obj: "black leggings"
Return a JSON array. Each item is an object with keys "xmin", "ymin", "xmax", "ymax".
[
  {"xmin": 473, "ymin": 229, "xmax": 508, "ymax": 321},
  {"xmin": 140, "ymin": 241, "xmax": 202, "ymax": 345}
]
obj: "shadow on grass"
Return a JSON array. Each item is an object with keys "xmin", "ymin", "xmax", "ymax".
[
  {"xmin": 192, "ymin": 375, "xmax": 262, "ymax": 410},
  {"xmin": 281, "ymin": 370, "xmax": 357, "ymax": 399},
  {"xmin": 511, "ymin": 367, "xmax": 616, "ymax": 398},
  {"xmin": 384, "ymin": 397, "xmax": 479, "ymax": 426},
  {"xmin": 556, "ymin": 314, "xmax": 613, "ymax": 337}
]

_ _ _ _

**ACTIVITY**: Restate all the material above, keeping each word as it is.

**OUTPUT OF THE EXERCISE**:
obj: "black leggings"
Return a JSON array. Each item is an object with keys "xmin", "ymin", "xmax", "ymax".
[
  {"xmin": 473, "ymin": 229, "xmax": 508, "ymax": 321},
  {"xmin": 140, "ymin": 241, "xmax": 202, "ymax": 345}
]
obj: "shadow on grass"
Return a JSON array. Each item is an object with keys "xmin", "ymin", "xmax", "ymax".
[
  {"xmin": 192, "ymin": 375, "xmax": 262, "ymax": 410},
  {"xmin": 281, "ymin": 370, "xmax": 357, "ymax": 399},
  {"xmin": 511, "ymin": 367, "xmax": 616, "ymax": 398},
  {"xmin": 384, "ymin": 397, "xmax": 479, "ymax": 426},
  {"xmin": 556, "ymin": 314, "xmax": 613, "ymax": 337}
]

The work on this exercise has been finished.